■ **Document text**
The story is very important for writer-director, Mike Mills, because Hal does what Mills’ own father did, coming out. Which means that the film is an opportunity for Mills to dramatise important events in his life as well as explore his middle aged self. While this is important for Mills, it is not always engaging for the audience as Oliver, despite a few valiant attempts at cheering himself up, for instance, by huge writing huge graffiti, is quite a sad sack of a human being and it is not so easy to identify with him or even empathise when he is obviously asking us to. This is much easier to do with Hal and with Anna. Which makes the film something of a take it or leave it experience.
CAPTAIN AMERICA, THE FIRST AVENGER
(US, 2011, d. Joe Johnstone)
Steve Rogers, the puny little fellow who tries to enlist in World War II, in the steps of his mother and father who served their country, but who is constantly rejected because of a long list of ailments, is a much more human character than Tony Stark, Iron Man, Thor or Bruce Banner, The Hulk. They are Marvel Comics four Avengers (and the end of this film has quite an enticing trailer for the 2012 release of all four together in The Avengers). Even when Steve is transformed into a heroic-sized hulk, he is sympathetic. And then he becomes Captain America, also sympathetic.

■ **Data for analysis**
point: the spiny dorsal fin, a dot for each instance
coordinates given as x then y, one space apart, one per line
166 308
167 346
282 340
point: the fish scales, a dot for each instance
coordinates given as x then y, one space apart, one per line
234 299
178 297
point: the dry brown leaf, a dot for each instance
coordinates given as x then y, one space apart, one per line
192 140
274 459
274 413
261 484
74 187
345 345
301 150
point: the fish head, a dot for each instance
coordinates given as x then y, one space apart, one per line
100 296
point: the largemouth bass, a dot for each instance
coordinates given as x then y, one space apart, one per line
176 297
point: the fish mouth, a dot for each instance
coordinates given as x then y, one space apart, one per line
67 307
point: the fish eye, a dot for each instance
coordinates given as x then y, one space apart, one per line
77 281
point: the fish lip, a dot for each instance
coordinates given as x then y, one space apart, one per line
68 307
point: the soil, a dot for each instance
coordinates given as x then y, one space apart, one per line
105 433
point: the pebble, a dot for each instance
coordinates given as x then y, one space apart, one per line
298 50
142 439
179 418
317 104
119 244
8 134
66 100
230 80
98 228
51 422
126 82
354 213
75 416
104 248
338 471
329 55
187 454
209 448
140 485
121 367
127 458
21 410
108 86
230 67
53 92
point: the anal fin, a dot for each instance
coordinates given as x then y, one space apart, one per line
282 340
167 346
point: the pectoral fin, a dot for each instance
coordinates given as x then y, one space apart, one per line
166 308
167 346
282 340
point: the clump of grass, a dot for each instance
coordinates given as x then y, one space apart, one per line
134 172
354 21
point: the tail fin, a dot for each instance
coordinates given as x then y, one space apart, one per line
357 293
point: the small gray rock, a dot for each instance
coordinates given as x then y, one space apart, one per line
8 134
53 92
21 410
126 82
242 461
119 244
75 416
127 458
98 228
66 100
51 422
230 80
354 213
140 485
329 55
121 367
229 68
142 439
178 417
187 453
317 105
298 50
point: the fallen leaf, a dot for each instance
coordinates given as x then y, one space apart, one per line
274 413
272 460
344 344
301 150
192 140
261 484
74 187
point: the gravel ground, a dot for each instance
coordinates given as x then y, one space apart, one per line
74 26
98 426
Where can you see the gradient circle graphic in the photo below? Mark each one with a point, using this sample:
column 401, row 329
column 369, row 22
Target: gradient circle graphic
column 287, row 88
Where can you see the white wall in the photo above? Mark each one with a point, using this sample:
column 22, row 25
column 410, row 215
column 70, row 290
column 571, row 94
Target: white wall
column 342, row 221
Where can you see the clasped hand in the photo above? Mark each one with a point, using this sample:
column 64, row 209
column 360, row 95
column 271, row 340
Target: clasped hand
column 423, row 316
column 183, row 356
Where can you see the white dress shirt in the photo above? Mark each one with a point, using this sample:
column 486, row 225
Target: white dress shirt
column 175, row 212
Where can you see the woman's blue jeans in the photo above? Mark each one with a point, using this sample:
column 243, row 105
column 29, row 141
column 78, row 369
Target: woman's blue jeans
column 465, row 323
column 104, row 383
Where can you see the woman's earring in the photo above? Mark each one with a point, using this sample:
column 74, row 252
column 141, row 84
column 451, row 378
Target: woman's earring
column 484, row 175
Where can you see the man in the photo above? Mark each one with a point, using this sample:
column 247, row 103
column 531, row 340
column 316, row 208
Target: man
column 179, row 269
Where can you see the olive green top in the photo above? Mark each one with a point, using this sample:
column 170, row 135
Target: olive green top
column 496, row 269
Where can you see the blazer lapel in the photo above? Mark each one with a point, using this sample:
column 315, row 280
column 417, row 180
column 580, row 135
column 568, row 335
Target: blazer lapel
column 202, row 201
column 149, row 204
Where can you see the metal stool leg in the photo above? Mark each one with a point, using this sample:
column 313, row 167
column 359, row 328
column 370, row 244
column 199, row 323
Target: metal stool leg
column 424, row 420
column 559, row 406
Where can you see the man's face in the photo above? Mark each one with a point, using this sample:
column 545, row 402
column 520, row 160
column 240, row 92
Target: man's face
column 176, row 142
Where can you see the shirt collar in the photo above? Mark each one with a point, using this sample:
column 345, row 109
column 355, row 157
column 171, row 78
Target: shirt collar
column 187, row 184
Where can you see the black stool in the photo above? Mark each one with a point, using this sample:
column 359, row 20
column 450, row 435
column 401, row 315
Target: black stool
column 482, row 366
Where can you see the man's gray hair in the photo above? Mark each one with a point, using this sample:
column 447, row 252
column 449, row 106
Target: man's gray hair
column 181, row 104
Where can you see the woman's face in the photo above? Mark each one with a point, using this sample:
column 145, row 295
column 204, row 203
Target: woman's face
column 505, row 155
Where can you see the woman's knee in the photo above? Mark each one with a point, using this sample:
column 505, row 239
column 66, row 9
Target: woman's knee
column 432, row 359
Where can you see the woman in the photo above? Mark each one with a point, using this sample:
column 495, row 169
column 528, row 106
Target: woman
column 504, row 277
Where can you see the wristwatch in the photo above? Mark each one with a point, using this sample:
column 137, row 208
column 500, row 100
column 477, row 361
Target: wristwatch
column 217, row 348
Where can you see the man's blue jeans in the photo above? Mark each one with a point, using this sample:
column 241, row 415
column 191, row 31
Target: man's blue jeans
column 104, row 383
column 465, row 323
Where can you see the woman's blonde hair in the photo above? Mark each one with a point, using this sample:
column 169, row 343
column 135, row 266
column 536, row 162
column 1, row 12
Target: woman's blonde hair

■ **Work instructions**
1 - In the film reviews, what did Mike Mills' own father do that the character Hal also does?
2 - Continue the Captain America review from where it stops.

■ **Answers to each task**
1 - He came out.

2 -
The advantage of this film is that it is set in 1942 and turns into a war movie – or a war movie that draws on Marvel Comic heroics. This is a re-interpretation of the war and its battles – if Quentin Tarantino can rewrite war history according to his lights, then why not the exploits of Captain America?
Dr Erskine (an always good value Stanley Tucci) chooses Steve for a transforming experiment. He has already had some success in Germany before the war, changing Nazi Johann Schmidt into the superhuman Red Skull. Hugo Weaving glowers and snarls very effectively, even when he removes his mask and is seen, Red Skull and all.
But, what to do with the hulk-hunk Steve? A senator decides that he is valuable as a war bond sales promoter (a bit like the Iwo Jima heroes in Flags of our Fathers) and he is sent around the nation with a costume, a set of dancing girls, a theme song and some theatrical pyrotechnics. On a trip to the troops in Italy, however, he is booed. Which means he wants to do something for the country that involves his strength. He discovers that these troops are the squad in which his best friend, Jimmy Barnes (Sebastian Stan) enlisted, and they have been captured by Schmidt. Despite the scepticism of Colonel Phillips (Tommy Lee Jones being Tommy Lee Jones) and the concern of British agent, Peggy Carter (Hayley Atwell), he goes and conquers and frees them all.
The only thing left to do, of course, is to confront Red Skull. Which he does, though not quite with the ending we might have imagined.
This is good old escapist fare, a combination of action and patriotic gestures, a touch of romance, sinister uber-Nazi soldiery and Toby Jones as an evil scientist to match the good scientist. Captain America is the All- American hero – and, happily, he will be back.
(US, 2011, d. John Lasseter)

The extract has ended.